**Instructions for the task:**
Copy out exactly every line from the line containing "Could you point out every instance of the shrub" until the records below end, inclusive of both boundary lines.

= = = = = = =

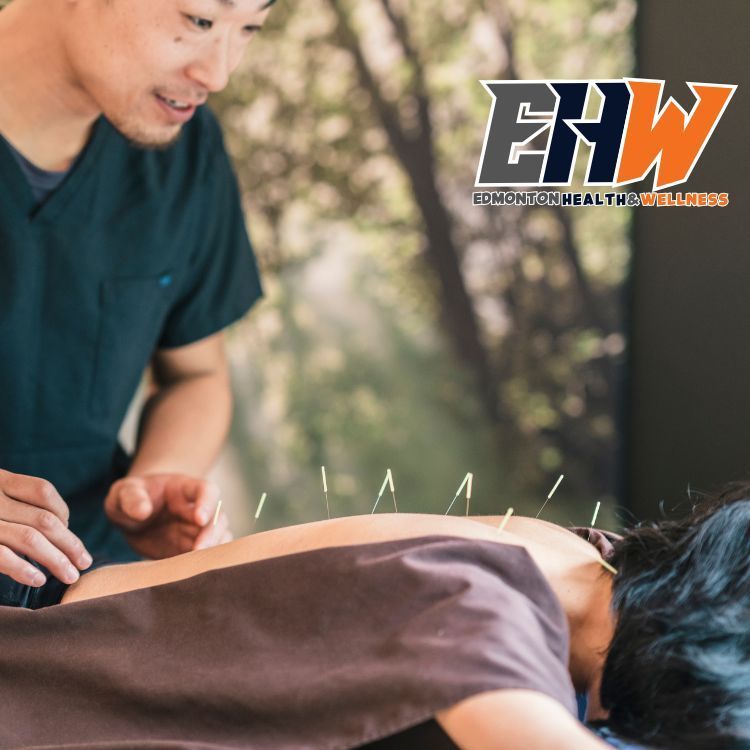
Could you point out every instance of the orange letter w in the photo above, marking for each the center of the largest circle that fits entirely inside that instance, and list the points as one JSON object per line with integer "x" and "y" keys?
{"x": 666, "y": 138}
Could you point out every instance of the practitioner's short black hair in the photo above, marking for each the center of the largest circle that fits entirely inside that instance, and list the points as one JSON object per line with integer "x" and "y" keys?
{"x": 677, "y": 673}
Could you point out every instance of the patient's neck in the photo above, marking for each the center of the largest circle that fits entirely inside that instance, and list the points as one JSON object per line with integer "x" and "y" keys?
{"x": 583, "y": 586}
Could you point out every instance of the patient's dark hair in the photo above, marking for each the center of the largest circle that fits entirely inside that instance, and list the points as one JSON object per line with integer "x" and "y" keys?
{"x": 677, "y": 674}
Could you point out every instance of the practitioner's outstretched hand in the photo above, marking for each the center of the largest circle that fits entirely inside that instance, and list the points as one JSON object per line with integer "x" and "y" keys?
{"x": 163, "y": 515}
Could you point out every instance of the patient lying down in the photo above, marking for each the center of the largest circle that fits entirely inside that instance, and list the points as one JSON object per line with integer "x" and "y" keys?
{"x": 361, "y": 631}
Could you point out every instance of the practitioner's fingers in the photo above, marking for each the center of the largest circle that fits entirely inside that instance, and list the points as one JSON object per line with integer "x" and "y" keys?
{"x": 132, "y": 501}
{"x": 33, "y": 491}
{"x": 24, "y": 524}
{"x": 18, "y": 569}
{"x": 192, "y": 498}
{"x": 212, "y": 535}
{"x": 28, "y": 541}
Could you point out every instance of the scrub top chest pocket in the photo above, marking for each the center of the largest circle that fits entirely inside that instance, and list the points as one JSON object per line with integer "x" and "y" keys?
{"x": 132, "y": 311}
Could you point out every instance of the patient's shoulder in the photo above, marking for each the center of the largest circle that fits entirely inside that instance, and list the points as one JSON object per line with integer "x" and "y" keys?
{"x": 521, "y": 719}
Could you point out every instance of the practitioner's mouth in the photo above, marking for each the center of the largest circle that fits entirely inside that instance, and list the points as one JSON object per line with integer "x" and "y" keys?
{"x": 177, "y": 111}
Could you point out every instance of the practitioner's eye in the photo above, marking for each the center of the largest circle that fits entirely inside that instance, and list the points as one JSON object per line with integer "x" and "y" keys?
{"x": 204, "y": 24}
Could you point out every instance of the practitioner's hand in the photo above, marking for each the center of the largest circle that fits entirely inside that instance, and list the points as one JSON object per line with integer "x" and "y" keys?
{"x": 166, "y": 514}
{"x": 34, "y": 523}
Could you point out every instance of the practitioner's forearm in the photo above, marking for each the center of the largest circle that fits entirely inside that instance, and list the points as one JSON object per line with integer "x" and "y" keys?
{"x": 183, "y": 427}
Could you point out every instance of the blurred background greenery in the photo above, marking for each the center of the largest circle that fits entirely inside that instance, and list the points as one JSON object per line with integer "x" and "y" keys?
{"x": 403, "y": 327}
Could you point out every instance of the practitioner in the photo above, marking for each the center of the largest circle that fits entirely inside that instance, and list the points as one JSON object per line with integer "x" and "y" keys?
{"x": 122, "y": 243}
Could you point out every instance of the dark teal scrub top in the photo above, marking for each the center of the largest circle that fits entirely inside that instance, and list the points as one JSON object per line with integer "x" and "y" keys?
{"x": 135, "y": 250}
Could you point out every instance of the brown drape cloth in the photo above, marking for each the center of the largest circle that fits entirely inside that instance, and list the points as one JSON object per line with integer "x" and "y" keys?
{"x": 330, "y": 648}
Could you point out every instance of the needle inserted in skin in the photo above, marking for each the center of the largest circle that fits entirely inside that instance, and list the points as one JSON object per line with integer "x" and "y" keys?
{"x": 505, "y": 520}
{"x": 389, "y": 477}
{"x": 380, "y": 494}
{"x": 216, "y": 514}
{"x": 325, "y": 491}
{"x": 551, "y": 492}
{"x": 467, "y": 478}
{"x": 260, "y": 506}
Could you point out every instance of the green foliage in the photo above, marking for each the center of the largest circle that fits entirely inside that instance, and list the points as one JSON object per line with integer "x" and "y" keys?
{"x": 323, "y": 181}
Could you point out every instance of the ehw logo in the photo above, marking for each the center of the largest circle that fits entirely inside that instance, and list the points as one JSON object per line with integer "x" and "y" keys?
{"x": 631, "y": 135}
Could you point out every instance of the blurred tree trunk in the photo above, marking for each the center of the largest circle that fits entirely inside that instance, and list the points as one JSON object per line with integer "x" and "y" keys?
{"x": 414, "y": 149}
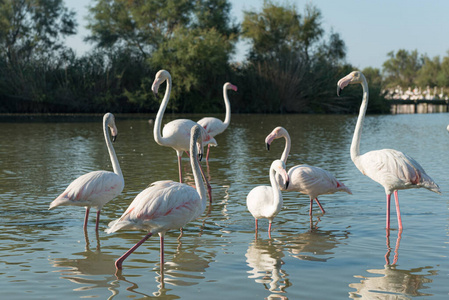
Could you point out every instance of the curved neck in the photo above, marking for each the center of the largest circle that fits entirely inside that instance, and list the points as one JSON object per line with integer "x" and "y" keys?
{"x": 355, "y": 145}
{"x": 112, "y": 155}
{"x": 197, "y": 175}
{"x": 277, "y": 196}
{"x": 160, "y": 114}
{"x": 288, "y": 143}
{"x": 227, "y": 106}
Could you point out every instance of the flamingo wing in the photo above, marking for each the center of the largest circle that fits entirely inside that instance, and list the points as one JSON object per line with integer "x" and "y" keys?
{"x": 162, "y": 206}
{"x": 91, "y": 189}
{"x": 213, "y": 126}
{"x": 314, "y": 181}
{"x": 395, "y": 170}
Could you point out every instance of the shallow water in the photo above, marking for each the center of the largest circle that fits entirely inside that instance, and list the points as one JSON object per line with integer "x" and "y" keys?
{"x": 346, "y": 254}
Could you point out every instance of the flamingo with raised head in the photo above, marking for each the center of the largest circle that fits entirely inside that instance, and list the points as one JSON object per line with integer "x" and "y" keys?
{"x": 305, "y": 179}
{"x": 97, "y": 188}
{"x": 214, "y": 126}
{"x": 165, "y": 205}
{"x": 175, "y": 134}
{"x": 393, "y": 169}
{"x": 265, "y": 202}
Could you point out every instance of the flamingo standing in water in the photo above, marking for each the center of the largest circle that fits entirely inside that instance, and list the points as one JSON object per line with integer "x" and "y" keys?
{"x": 266, "y": 201}
{"x": 97, "y": 188}
{"x": 175, "y": 134}
{"x": 309, "y": 180}
{"x": 393, "y": 169}
{"x": 165, "y": 205}
{"x": 214, "y": 126}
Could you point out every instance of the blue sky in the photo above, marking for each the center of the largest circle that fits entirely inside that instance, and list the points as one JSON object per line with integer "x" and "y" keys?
{"x": 369, "y": 28}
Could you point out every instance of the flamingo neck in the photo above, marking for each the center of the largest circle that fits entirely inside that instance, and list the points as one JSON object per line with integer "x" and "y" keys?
{"x": 199, "y": 184}
{"x": 288, "y": 144}
{"x": 160, "y": 114}
{"x": 112, "y": 155}
{"x": 277, "y": 196}
{"x": 227, "y": 106}
{"x": 355, "y": 145}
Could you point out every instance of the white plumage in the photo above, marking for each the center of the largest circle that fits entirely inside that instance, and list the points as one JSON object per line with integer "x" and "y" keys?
{"x": 393, "y": 169}
{"x": 97, "y": 188}
{"x": 305, "y": 179}
{"x": 165, "y": 205}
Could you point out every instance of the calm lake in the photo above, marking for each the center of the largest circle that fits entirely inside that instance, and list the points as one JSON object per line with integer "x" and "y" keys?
{"x": 346, "y": 254}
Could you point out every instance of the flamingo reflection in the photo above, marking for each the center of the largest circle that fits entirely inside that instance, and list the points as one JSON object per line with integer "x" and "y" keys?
{"x": 397, "y": 283}
{"x": 314, "y": 244}
{"x": 264, "y": 257}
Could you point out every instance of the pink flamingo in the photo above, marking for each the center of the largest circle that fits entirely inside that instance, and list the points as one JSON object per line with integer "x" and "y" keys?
{"x": 175, "y": 134}
{"x": 309, "y": 180}
{"x": 215, "y": 126}
{"x": 97, "y": 188}
{"x": 393, "y": 169}
{"x": 165, "y": 205}
{"x": 266, "y": 201}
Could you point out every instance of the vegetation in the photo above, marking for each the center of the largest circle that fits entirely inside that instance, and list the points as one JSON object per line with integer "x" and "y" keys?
{"x": 291, "y": 67}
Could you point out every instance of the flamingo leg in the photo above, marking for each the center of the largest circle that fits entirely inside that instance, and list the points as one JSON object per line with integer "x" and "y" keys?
{"x": 388, "y": 210}
{"x": 98, "y": 220}
{"x": 311, "y": 205}
{"x": 319, "y": 204}
{"x": 161, "y": 238}
{"x": 209, "y": 188}
{"x": 119, "y": 262}
{"x": 207, "y": 155}
{"x": 180, "y": 168}
{"x": 86, "y": 217}
{"x": 398, "y": 211}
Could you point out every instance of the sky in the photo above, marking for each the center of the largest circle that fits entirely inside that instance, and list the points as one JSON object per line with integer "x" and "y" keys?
{"x": 369, "y": 28}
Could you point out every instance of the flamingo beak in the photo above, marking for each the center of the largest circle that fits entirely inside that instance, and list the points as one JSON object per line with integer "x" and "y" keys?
{"x": 339, "y": 89}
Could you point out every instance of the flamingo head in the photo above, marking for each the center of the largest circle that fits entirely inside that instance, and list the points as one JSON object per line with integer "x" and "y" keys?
{"x": 277, "y": 133}
{"x": 279, "y": 167}
{"x": 109, "y": 120}
{"x": 352, "y": 78}
{"x": 230, "y": 86}
{"x": 161, "y": 76}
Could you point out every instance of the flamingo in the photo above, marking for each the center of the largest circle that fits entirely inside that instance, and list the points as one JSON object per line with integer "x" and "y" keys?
{"x": 266, "y": 201}
{"x": 309, "y": 180}
{"x": 165, "y": 205}
{"x": 393, "y": 169}
{"x": 214, "y": 126}
{"x": 97, "y": 188}
{"x": 175, "y": 134}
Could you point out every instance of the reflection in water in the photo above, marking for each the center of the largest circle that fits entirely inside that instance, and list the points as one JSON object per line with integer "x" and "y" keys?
{"x": 395, "y": 283}
{"x": 265, "y": 259}
{"x": 314, "y": 245}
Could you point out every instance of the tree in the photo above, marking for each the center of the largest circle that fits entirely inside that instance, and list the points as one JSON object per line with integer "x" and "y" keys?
{"x": 402, "y": 68}
{"x": 33, "y": 27}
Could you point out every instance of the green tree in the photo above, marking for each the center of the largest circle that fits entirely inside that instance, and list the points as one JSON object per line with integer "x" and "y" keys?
{"x": 30, "y": 28}
{"x": 402, "y": 68}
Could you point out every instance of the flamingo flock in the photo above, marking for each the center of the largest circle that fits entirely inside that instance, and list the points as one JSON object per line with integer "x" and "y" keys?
{"x": 168, "y": 205}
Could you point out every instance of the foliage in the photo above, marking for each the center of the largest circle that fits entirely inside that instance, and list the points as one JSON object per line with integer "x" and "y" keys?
{"x": 402, "y": 68}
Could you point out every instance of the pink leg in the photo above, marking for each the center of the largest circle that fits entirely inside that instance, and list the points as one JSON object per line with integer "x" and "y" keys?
{"x": 209, "y": 188}
{"x": 180, "y": 168}
{"x": 119, "y": 262}
{"x": 398, "y": 211}
{"x": 86, "y": 217}
{"x": 161, "y": 238}
{"x": 98, "y": 220}
{"x": 319, "y": 204}
{"x": 311, "y": 205}
{"x": 207, "y": 155}
{"x": 388, "y": 210}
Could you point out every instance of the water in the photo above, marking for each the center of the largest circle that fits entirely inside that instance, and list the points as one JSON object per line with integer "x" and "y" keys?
{"x": 46, "y": 255}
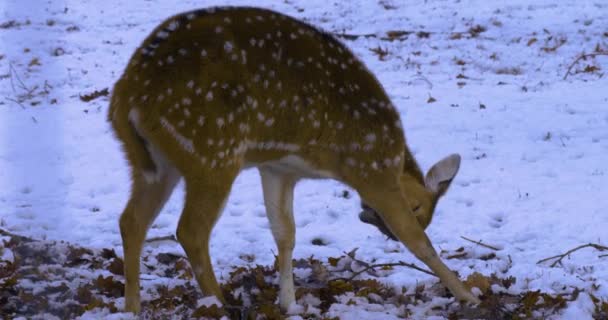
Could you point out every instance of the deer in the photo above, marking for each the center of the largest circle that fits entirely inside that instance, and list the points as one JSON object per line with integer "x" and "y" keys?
{"x": 214, "y": 91}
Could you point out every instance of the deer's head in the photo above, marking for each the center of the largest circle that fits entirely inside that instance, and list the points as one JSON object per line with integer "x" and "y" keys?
{"x": 422, "y": 193}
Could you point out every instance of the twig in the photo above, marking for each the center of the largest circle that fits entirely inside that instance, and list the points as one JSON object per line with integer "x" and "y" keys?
{"x": 481, "y": 244}
{"x": 12, "y": 235}
{"x": 560, "y": 257}
{"x": 165, "y": 238}
{"x": 394, "y": 264}
{"x": 583, "y": 57}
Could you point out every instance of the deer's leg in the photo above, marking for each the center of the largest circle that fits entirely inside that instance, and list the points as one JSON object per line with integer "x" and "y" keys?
{"x": 147, "y": 198}
{"x": 278, "y": 198}
{"x": 205, "y": 198}
{"x": 396, "y": 213}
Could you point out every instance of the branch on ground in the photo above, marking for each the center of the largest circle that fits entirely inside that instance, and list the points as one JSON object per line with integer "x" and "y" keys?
{"x": 560, "y": 257}
{"x": 584, "y": 56}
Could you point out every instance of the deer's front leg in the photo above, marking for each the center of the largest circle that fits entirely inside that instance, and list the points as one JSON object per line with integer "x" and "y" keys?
{"x": 278, "y": 198}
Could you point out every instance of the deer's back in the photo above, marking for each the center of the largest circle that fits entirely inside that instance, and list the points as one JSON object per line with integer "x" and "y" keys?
{"x": 231, "y": 82}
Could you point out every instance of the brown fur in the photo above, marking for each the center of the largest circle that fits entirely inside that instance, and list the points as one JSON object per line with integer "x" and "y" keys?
{"x": 211, "y": 92}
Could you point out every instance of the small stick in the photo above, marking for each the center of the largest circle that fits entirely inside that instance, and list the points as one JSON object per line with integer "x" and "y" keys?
{"x": 560, "y": 257}
{"x": 395, "y": 264}
{"x": 481, "y": 244}
{"x": 165, "y": 238}
{"x": 584, "y": 56}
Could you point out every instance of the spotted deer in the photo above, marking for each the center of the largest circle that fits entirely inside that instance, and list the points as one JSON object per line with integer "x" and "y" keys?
{"x": 214, "y": 91}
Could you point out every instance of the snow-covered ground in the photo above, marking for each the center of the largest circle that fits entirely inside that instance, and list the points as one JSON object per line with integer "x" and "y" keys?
{"x": 480, "y": 78}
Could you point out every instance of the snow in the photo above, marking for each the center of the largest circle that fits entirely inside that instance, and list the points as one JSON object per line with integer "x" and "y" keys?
{"x": 532, "y": 182}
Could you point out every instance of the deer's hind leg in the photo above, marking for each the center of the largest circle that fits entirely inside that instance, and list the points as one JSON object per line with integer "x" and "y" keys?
{"x": 278, "y": 199}
{"x": 149, "y": 192}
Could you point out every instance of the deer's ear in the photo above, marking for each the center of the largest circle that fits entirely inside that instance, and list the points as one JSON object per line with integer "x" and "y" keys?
{"x": 441, "y": 174}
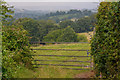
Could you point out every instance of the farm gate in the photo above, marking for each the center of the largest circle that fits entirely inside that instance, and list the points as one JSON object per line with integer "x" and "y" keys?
{"x": 63, "y": 63}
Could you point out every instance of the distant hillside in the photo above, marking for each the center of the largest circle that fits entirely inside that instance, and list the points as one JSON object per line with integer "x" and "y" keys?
{"x": 56, "y": 16}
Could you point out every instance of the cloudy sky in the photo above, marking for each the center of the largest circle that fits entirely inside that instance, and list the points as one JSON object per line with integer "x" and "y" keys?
{"x": 54, "y": 4}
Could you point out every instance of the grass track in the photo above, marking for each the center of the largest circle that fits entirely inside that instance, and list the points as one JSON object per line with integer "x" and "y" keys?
{"x": 57, "y": 71}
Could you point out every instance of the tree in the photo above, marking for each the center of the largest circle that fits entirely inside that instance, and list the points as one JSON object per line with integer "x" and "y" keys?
{"x": 105, "y": 45}
{"x": 15, "y": 45}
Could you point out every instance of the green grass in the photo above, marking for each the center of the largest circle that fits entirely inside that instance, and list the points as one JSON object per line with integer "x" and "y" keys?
{"x": 56, "y": 71}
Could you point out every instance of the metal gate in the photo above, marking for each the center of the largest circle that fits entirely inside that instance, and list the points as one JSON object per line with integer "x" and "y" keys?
{"x": 63, "y": 63}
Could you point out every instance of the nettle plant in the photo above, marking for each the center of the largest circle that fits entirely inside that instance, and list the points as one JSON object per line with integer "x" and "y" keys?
{"x": 16, "y": 52}
{"x": 105, "y": 45}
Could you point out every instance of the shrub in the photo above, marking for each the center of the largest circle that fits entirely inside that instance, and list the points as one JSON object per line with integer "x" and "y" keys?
{"x": 15, "y": 50}
{"x": 105, "y": 45}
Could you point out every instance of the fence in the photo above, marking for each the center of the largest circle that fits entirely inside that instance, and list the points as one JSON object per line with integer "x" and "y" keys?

= = = = = = =

**Answer to this task:**
Could you point out every instance of the shrub in the photo above, marking for each the center of the largest circle that fits entirely inside that instance, and list the points as one JSON object per line with integer "x" and "y" keys?
{"x": 15, "y": 50}
{"x": 105, "y": 45}
Could you point out every instance of the fence in the photo above, marking for each the center of the largest circle that fits entirely inside that instance, and list the points as one JSON object per line with integer "x" and "y" keys?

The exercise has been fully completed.